Texto dado:
+ + +
Lo que Cela no pudo ver en el 46 fueron las aguas del Tajo apresadas en el embalse de Entrepeñas, que han inundado la Alcarria de clubs náuticos y motos de agua, de playas, sombrillas y tumbonas, de urbanizaciones de distinto pelaje.
En el deambular por la bucólica comarca de mis lecturas, y a pesar de los cambios que habían borrado las huellas del pasado, hubo momentos en el recorrido que me apeteció extender la manta bajo un chopo aislado y sentir su sombra y la brisa de la tarde, oír el canto de los pájaros o hundir las manos en un brazal y refrescarme la cara con el agua limpia del camino.
Me sorprendió encontrar pocas referencias al escritor y al libro que dio fama universal a La Alcarria: apenas alguna desgastada placa en una pared. Al parecer, los lugareños no guardan un especial recuerdo del viajero que recorrió durante semanas a pie, en mula o autobús la comarca; ni olvidan que don Camilo, hombre de formas bruscas y, a veces, hasta groseras, tuvo que abandonar por piernas los confines de más de un pueblo.
Mi viaje, como el de Cela, concluyó frente al casino de Pastrana. Estaba de pie frente a la fachada y no sé si ocurrió en realidad; pero me pareció escuchar el ritmo del bugui-bugui que salía del altavoz de un bar, mientras veía al premio Nobel, de espaldas, acompañado de don Mónico y don Paco, entrar por la puerta principal a tomarse un vermú y unas aceitunas con tripa de anchoa. Sólo entonces, volví al coche y al camino. Y, como quien cierra la última página de un libro y retorna a la vida real, regresé al itinerario previsto.
A veces, tengo la sensación de que, vaya donde vaya, no me puedo abstraer de la literatura. Su mirada lo inunda todo.
+ + +
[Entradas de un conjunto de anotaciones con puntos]
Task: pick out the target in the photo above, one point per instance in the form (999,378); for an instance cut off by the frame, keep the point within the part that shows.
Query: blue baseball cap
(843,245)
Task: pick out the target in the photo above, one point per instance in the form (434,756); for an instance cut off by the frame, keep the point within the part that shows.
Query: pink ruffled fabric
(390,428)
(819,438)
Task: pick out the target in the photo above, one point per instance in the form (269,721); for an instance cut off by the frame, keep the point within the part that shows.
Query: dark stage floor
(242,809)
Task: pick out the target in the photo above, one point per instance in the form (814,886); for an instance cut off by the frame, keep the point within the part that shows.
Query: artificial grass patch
+ + +
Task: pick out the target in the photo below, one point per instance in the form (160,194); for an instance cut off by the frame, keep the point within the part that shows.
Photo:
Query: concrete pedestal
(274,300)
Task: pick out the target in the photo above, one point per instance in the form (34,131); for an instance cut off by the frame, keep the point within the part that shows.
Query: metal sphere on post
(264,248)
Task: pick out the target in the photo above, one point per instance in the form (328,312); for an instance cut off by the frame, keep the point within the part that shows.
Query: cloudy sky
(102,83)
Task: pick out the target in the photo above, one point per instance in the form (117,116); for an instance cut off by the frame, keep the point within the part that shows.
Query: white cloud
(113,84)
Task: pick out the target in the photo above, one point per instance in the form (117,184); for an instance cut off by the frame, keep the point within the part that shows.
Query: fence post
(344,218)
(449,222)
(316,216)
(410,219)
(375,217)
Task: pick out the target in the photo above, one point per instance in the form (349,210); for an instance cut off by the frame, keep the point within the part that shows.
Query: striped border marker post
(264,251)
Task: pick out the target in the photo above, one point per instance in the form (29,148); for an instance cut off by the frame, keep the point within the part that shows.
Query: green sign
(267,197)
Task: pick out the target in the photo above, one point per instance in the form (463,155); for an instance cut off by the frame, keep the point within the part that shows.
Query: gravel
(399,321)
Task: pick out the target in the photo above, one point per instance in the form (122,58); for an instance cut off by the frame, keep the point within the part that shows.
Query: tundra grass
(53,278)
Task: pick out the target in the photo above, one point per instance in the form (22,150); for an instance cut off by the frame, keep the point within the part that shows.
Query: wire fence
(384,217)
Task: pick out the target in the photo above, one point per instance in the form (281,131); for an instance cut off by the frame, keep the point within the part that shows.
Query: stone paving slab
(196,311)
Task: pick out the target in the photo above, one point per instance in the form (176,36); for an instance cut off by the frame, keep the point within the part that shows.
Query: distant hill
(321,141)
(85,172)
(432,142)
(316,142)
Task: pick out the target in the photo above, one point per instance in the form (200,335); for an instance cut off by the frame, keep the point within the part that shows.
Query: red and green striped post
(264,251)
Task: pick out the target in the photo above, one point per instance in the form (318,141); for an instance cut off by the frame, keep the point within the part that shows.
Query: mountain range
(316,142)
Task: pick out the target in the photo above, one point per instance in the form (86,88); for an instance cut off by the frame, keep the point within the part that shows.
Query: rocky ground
+ + +
Tarea: Cambia "embalse" por "pantano" en el fragmento del texto sobre La Alcarria que comienza con "Lo que Cela" y continúa hasta "de distinto pelaje.", y escribe de nuevo ese fragmento.

Respuesta:
Lo que Cela no pudo ver en el 46 fueron las aguas del Tajo apresadas en el pantano de Entrepeñas, que han inundado la Alcarria de clubs náuticos y motos de agua, de playas, sombrillas y tumbonas, de urbanizaciones de distinto pelaje.